# [과제 1]
로마 숫자 문서 발췌를 읽고 아래 질문에 답하세요.
(a) 입력값은 어떤 범위 안에 있다고 보장되나요?
(b) 입력 "MCMXCIV"의 출력은 무엇인가요?
(c) 글쓴이는 마지막 index를 처리하려고 무엇을 두 번 사용했나요?
# [과제 2]
로마 숫자를 정수로 바꾸는 문제를 다룬 문서 발췌를 마지막 문장 다음부터 이어 쓰세요.

# [문서 발췌]
┌────────

Roman numerals are usually written largest to smallest from left to right. However, the numeral for four is not IIII. Instead, the number four is written as IV. Because the one is before the five we subtract it making four. The same principle applies to the number nine, which is written as IX. There are six instances where subtraction is used:
- I can be placed before V (5) and X (10) to make 4 and 9.
- X can be placed before L (50) and C (100) to make 40 and 90.
- C can be placed before D (500) and M (1000) to make 400 and 900.
Given a roman numeral, convert it to an integer. Input is guaranteed to be within the range from 1 to 3999.
Example 1:
Input: "III" Output: 3
Example 2:
Input: "IV" Output: 4
Example 3:
Input: "IX" Output: 9
Example 4:
Input: "LVIII" Output: 58 Explanation: L = 50, V= 5, III = 3.
Example 5:
Input: "MCMXCIV" Output: 1994 Explanation: M = 1000, CM = 900, XC = 90 and IV = 4.
로마자를 정수로바꾸는 문제다.
I X C의 심볼은 뒤에 특정 로마자가 오는 것 을 제외하면 정해진 값을 더해주기만 하면되고 특정 로마자는 6가지 경우로 따로 처리해 주면 된다. 생각하면서 조금 힘들었던 건 charAt(i) 와 charAt(i+1)의 부분이 s.length()-1 때는 i+1이 index 에러가 나는 것이였다. 정말 똑같은 코드를 두번 쓰기 싫었지만 마지막 index를 처리하기 위해서 switch문을 두번 사용하였다.... 부끄럽다..

└────────

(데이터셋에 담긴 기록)
┌────────

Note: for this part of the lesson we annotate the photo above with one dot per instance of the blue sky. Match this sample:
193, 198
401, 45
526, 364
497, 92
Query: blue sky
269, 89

└────────

# [답 1]
(a) 1부터 3999까지
(b) 1994
(c) switch문

# [답 2]
class Solution {
public int romanToInt(String s) {
int answer = 0;
for (int i = 0; i < s.length(); i++) {
if (i == s.length() - 1) {
System.out.println(s.charAt(i));
switch (s.charAt(i)) {
case 'I':
answer = answer + 1;
break;
case 'V':
answer = answer + 5;
break;
case 'X':
answer = answer + 10;
break;
case 'L':
answer = answer + 50;
break;
case 'C':
answer = answer + 100;
break;
case 'D':
answer = answer + 500;
break;
case 'M':
answer = answer + 1000;
break;
}
break;
} else {
switch (s.charAt(i)) {
case 'I':
if (s.charAt(i + 1) == 'V') {
answer = answer + 4;
i++;
} else if (s.charAt(i + 1) == 'X') {
answer = answer + 9;
i++;
} else {
answer = answer + 1;
}
break;
case 'V':
answer = answer + 5;
break;
case 'X':
if (s.charAt(i + 1) == 'L') {
answer = answer + 40;
i++;
} else if (s.charAt(i + 1) == 'C') {
answer = answer + 90;
i++;
} else {
answer = answer + 10;
}
break;
case 'L':
answer = answer + 50;
break;
case 'C':
if (s.charAt(i + 1) == 'D') {
answer = answer + 400;
i++;
} else if (s.charAt(i + 1) == 'M') {
answer = answer + 900;
i++;
} else {
answer = answer + 100;
}
break;
case 'D':
answer = answer + 500;
break;
case 'M':
answer = answer + 1000;
break;
}
}
}
return answer;
}
}다른 사람의 코드를 살펴보자. 해시맵을 사용하여 짧고 간단하게 푼 풀이 법이다.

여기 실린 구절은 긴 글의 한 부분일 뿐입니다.